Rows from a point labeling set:
## Begin

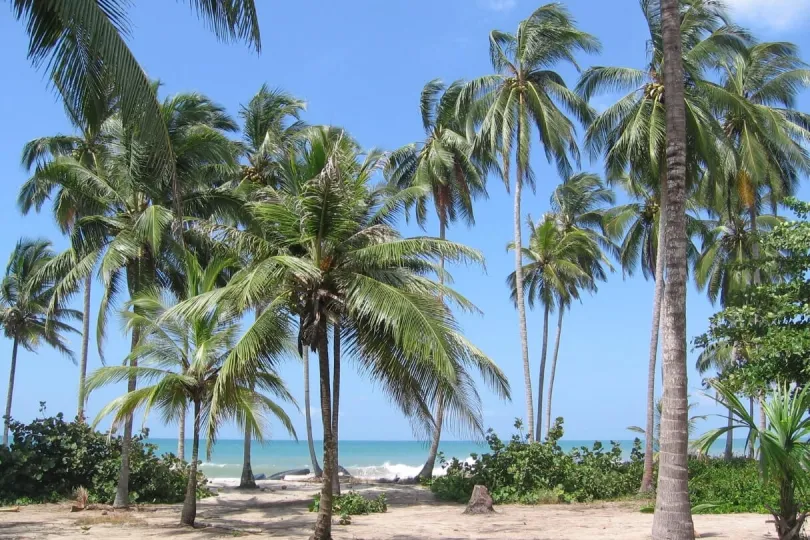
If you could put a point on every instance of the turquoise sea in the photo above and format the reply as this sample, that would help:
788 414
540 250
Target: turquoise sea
369 459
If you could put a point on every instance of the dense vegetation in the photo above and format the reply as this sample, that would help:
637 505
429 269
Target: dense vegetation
51 458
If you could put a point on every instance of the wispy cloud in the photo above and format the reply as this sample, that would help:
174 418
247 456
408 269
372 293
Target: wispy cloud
499 5
770 14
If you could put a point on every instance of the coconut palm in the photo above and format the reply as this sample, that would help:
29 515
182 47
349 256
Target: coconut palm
328 251
524 93
180 360
88 147
783 446
83 42
561 264
448 170
26 314
632 132
673 517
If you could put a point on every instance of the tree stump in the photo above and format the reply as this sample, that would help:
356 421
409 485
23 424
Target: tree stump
480 502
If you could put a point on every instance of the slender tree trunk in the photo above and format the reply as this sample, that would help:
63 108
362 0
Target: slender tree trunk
88 284
658 298
430 463
122 491
553 370
189 513
673 513
729 451
181 436
12 374
521 304
336 407
541 376
323 525
247 481
316 469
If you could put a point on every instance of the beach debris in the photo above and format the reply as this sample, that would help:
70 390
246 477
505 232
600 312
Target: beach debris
480 502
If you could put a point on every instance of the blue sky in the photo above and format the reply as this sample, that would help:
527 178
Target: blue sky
361 64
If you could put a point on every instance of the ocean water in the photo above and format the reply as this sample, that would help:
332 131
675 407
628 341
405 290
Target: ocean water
365 459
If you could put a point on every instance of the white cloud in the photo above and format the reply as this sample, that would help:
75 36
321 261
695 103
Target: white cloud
499 5
771 14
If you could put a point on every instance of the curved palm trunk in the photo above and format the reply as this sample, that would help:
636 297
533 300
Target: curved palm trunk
323 525
88 283
122 491
336 408
316 469
673 517
12 374
729 451
430 462
553 371
524 336
181 436
541 377
247 481
189 513
658 298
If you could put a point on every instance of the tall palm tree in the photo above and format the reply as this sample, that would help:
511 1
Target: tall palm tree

## End

## TO DO
Switch "white cloud" to "fluffy cloud" in the part that opens with the line containing "of the ocean" and closes with the last of the rows. Write out only that part again, with everything else left unchanged.

## RESULT OF THIS TASK
If you could put a point on every instance of the ocean water in the photo above and format the reply as this sample, that would help:
332 131
675 407
628 341
405 290
Target: ocean water
365 459
If you could put a point on every instance of the fluffy cloud in the photo above and format the reply as this sample, that would help:
75 36
321 261
695 103
Target: fluffy cloud
499 5
771 14
If you could put a point on every instance of the curved palm trunk in the photo above and format the reply as this sample, that would help:
636 297
533 300
Target: curved palm trunk
323 525
88 283
122 491
336 408
316 469
673 517
12 374
729 451
430 462
553 371
524 336
181 436
541 377
247 481
189 513
658 298
If you could put a point on every instance of the tall palm tree in the photo above and format the reply as this sample, that would help:
511 1
Target: tall palm tree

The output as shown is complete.